- TEXT EXTRACT:
◇ ◇ ◇

SCons tracks the source list as part of the task signature. Adding a
new source triggers a rebuild of the targets. Now if we edit the
countwords.py
file, the targets will re-build again.
OUTPUT
scons: Reading SConscript files ...
scons: done reading SConscript files.
scons: Building targets ...
python countwords.py books/isles.txt isles.dat
python countwords.py books/abyss.txt abyss.dat
python countwords.py books/last.txt last.dat
scons: done building targets.
Dry run
scons
can show the commands it will execute without
actually running them if we pass the --dry-run
flag:
This gives the same output to the screen as without the
--dry-run
flag, but the commands are not actually run.
Using this ‘dry-run’ mode is a good way to check that you have set up
your SConscript tasks properly before actually running the commands.
You can also get an explanation for why SCons would like to recreate
the targets with the --debug=explain
option. This is
helpful when the dry run shows commands you did not expect to run and
you need help tracking down the incorrect task definition.
OUTPUT
scons: Reading SConscript files ...
scons: done reading SConscript files.
scons: Building targets ...
scons: rebuilding `isles.dat' because `countwords.py' changed
python countwords.py books/isles.txt isles.dat
scons: rebuilding `abyss.dat' because `countwords.py' changed
python countwords.py books/abyss.txt abyss.dat
scons: rebuilding `last.dat' because `countwords.py' changed
python countwords.py books/last.txt last.dat
scons: done building targets.
The following figure shows a graph of the dependencies that are
involved in building the target results.txt
. Notice the
recently added dependencies countwords.py
and
testzipf.py
. This is how the SConstruct should look after
completing the rest of the exercises in this episode.

Why Don’t the .txt
Files Depend
on countwords.py
?
.txt
files are input files and as such have no
dependencies. To make these depend on countwords.py
would
introduce a false
dependency which is not desirable.
Intuitively, we should also add countwords.py
as a
dependency for results.txt
, because the final table should
be rebuilt if we remake the .dat
files. However, it turns
out we don’t have to do that! Let’s see what happens to
results.txt
when we update countwords.py
:
then we get:
OUTPUT
scons: Reading SConscript files ...
scons: done reading SConscript files.
scons: Building targets ...
python countwords.py books/isles.txt isles.dat
python countwords.py books/abyss.txt abyss.dat
python countwords.py books/last.txt last.dat
scons: `results.txt' is up to date.
scons: done building targets.
The whole pipeline is triggered, starting with the .dat
files and finishing with the requested results.txt
file! To
understand this, note that according to the dependency figure,
results.txt
depends on the .dat
files. The
update of countwords.py
triggers an update of the
*.dat
files. Finally, SCons reports that the requested
results.txt
file is still up to date.

◇ ◇ ◇

- TASK INSTRUCTIONS:
1. From the SCons passage, copy word for word everything from "The whole pipeline" down to "still up to date.".
2. Write the next part of the SCons passage, picking up after its final sentence.

◇ ◇ ◇

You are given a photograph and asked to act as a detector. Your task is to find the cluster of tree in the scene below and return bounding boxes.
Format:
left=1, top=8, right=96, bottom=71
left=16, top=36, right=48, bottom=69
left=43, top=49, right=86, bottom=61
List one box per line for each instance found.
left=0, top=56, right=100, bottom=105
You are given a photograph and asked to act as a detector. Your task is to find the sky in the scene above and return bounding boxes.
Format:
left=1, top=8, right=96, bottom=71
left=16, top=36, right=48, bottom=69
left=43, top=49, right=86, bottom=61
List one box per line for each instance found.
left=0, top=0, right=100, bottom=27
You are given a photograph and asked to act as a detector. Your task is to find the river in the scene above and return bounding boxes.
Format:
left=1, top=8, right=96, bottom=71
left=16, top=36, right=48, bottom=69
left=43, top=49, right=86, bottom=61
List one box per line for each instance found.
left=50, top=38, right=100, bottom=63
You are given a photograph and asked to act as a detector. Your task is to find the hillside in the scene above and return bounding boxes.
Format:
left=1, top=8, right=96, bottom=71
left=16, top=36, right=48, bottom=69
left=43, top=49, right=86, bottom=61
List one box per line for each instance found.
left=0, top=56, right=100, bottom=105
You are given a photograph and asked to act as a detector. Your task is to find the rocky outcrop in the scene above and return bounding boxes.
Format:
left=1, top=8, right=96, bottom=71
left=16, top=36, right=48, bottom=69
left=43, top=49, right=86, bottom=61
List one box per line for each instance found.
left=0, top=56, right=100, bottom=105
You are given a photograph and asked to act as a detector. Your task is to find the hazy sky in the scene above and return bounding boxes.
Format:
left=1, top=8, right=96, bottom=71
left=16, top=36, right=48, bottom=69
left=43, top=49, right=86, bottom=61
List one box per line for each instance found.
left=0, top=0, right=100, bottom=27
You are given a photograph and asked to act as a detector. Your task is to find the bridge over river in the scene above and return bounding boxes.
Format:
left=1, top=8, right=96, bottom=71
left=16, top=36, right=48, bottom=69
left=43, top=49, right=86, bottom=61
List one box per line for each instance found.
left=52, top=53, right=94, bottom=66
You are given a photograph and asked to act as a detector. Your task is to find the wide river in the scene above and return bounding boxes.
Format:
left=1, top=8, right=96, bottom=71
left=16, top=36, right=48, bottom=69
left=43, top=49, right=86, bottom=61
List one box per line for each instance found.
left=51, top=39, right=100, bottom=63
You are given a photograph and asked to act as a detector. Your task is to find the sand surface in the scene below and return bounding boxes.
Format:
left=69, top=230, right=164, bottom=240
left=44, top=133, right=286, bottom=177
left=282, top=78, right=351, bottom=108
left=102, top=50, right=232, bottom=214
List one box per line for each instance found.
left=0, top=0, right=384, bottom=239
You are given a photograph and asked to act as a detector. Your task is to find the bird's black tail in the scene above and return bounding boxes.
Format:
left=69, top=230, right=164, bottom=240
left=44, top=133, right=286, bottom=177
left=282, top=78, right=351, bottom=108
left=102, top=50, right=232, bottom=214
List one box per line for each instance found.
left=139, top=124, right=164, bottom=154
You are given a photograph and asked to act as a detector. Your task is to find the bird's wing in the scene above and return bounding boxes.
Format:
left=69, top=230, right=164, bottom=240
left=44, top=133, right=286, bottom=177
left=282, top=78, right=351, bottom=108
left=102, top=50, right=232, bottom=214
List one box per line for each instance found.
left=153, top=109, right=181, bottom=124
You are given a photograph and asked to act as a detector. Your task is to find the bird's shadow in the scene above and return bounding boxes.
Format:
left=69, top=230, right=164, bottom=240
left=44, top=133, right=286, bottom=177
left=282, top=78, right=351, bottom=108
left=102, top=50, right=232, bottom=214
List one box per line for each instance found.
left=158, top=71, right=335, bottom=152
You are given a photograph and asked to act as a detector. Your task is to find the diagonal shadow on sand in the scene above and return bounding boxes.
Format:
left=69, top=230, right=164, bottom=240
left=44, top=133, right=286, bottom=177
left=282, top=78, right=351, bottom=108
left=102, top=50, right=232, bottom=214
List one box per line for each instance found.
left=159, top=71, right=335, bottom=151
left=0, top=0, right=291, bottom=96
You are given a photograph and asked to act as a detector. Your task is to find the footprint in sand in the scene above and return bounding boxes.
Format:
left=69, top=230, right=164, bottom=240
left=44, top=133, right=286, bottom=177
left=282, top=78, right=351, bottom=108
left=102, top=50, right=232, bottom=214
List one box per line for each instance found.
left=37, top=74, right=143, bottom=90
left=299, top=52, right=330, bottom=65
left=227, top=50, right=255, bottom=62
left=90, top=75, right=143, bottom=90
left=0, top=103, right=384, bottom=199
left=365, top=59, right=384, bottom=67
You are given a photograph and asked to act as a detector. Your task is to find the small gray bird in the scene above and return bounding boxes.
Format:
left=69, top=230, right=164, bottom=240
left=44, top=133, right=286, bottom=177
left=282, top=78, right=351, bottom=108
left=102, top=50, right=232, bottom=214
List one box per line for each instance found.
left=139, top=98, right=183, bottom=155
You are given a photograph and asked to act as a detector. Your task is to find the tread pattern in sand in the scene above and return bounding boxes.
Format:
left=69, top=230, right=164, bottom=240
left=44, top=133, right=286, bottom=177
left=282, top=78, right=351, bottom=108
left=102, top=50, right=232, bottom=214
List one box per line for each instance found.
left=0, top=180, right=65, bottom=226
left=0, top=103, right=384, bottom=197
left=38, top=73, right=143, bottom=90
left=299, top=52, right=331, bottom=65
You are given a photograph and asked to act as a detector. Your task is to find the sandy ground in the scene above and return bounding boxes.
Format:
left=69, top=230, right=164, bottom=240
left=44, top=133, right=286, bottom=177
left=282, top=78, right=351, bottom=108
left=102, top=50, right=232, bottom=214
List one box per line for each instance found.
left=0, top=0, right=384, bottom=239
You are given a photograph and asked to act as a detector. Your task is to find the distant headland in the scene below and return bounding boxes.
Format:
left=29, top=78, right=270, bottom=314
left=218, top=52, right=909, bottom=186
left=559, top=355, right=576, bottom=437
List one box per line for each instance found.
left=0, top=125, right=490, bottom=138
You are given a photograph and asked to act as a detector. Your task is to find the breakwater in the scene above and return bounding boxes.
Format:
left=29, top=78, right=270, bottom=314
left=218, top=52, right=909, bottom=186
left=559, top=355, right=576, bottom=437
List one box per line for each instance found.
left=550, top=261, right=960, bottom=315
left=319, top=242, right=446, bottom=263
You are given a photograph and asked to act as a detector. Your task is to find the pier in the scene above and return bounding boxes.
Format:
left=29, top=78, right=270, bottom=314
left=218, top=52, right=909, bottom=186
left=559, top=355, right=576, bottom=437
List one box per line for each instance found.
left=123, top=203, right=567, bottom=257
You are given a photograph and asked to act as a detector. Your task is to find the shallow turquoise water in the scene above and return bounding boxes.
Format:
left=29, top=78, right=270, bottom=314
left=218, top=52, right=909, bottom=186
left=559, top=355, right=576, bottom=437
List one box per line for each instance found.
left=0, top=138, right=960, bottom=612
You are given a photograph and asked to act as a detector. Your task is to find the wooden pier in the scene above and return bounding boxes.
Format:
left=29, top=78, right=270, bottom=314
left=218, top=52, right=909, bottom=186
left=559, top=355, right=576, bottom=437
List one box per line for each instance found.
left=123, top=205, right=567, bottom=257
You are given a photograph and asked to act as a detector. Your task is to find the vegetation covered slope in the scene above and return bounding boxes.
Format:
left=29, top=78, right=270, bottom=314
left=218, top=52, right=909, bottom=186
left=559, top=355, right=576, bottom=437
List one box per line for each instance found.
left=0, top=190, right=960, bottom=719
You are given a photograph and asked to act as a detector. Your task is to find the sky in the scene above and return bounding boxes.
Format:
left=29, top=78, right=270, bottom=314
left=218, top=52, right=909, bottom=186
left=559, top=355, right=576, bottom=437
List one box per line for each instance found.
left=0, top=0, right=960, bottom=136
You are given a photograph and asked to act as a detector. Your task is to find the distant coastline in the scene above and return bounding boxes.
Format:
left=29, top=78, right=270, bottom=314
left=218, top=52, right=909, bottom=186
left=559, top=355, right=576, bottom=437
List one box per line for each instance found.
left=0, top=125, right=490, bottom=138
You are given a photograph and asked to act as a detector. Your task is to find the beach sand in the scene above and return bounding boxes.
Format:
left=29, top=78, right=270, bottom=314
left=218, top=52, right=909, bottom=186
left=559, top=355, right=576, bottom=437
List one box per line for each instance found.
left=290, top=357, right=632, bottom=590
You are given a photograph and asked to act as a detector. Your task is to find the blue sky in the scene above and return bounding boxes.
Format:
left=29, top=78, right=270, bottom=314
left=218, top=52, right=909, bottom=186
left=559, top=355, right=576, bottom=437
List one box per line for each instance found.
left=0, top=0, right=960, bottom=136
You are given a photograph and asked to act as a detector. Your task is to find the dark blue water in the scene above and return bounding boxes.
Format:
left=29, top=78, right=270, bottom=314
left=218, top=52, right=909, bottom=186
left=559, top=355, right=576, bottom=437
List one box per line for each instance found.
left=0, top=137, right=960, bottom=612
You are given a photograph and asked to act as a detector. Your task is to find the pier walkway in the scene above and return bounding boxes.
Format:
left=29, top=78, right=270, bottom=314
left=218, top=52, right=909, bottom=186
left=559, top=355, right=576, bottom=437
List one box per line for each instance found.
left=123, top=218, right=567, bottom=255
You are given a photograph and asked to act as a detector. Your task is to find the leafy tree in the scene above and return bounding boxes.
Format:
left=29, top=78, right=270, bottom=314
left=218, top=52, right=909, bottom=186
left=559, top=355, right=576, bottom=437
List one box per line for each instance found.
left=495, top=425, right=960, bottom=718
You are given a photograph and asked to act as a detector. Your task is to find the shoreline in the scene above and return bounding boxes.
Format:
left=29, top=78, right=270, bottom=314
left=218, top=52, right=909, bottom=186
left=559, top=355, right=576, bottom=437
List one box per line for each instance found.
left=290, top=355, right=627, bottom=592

◇ ◇ ◇

- IN RESPONSE:
1.
The whole pipeline is triggered, starting with the .dat
files and finishing with the requested results.txt
file! To
understand this, note that according to the dependency figure,
results.txt
depends on the .dat
files. The
update of countwords.py
triggers an update of the
*.dat
files. Finally, SCons reports that the requested
results.txt
file is still up to date.

2.
In a timestamp based build manager, such as Make, the build manager
would see that the dependencies (the .dat
files) are newer
than the target file (results.txt
) and thus it recreates
results.txt
.
With SCons, the results.txt
file is not recreated
because the recreated intermediate .dat
files contain the
same content as the first time we created the results.txt
file, which is therefore not out-of-date.
Both behaviors are examples of the power of a build manager: updating a subset of the files in the pipeline triggers rerunning the appropriate downstream steps. The additional SCons behavior of stopping a pipeline early when intermediate file content has not changed is desirable for computational science and engineering workflows, where some tasks may require hours to days to complete.
1.
only last.dat
is recreated.
Follow the dependency tree and consider the effect of an empty line on the word count calculations to understand the answer(s).
testzipf.py
as a Dependency of
results.txt
.
What would happen if you added testzipf.py
as dependency
of results.txt
, and why?
If you change the rule for the results.txt
file like
this:
PYTHON
env.Command(
target=["results.txt"],
source=["isles.dat", "abyss.dat", "last.dat", "testzipf.py"],
action=["python testzipf.py ${SOURCES} > ${TARGET}"],
)
testzipf.py
becomes a part of ${SOURCES}
,
thus the post-substitution command becomes
This results in an error from testzipf.py
as it tries to
parse the script as if it were a .dat
file. Try this by
running:
You’ll get
ERROR
scons: Reading SConscript files ...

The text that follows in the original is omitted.